======== Extracted material ========

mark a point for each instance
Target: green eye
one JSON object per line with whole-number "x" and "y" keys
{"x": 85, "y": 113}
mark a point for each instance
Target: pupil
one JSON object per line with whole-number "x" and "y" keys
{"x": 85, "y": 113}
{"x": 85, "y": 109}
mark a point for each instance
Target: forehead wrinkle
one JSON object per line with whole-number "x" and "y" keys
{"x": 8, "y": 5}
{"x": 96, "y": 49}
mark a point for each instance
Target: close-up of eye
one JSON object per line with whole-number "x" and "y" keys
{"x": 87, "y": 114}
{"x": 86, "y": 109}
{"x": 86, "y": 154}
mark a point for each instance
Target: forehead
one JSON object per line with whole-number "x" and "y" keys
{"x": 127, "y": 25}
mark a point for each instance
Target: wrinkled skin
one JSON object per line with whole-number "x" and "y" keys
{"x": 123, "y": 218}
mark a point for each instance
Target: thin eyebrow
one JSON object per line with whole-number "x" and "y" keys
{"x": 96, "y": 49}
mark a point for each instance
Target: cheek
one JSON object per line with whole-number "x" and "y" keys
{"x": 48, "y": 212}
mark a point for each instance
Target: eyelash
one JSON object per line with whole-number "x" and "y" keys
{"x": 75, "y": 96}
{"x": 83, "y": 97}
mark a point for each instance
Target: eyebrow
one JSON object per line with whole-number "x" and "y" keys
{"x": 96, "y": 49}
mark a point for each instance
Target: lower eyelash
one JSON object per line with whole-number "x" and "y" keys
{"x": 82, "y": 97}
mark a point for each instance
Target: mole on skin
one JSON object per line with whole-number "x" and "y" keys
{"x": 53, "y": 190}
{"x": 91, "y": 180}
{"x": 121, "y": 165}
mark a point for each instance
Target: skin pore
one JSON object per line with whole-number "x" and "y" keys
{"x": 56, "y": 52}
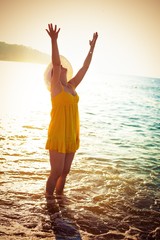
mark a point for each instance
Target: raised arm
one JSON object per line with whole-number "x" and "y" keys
{"x": 53, "y": 33}
{"x": 79, "y": 76}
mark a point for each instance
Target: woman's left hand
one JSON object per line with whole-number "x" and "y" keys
{"x": 93, "y": 41}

========

**Exercise description**
Quote the listing above, but only from the line that shows "Target: wrinkled skin" through the line that shows "Target: eyebrow".

**Solution to this exercise**
Target: wrinkled skin
one JSON object per line with whole-number "x" and "y" keys
{"x": 123, "y": 218}
mark a point for each instance
Target: thin eyebrow
one JSON object per line with whole-number "x" and "y" keys
{"x": 96, "y": 49}
mark a point for each instance
Target: cheek
one JSON object per line with whole-number "x" and "y" keys
{"x": 48, "y": 212}
mark a point for each instance
Target: eyelash
one JSON object per line with whole-number "x" and "y" keys
{"x": 75, "y": 96}
{"x": 83, "y": 97}
mark a point for each instance
Target: eyebrow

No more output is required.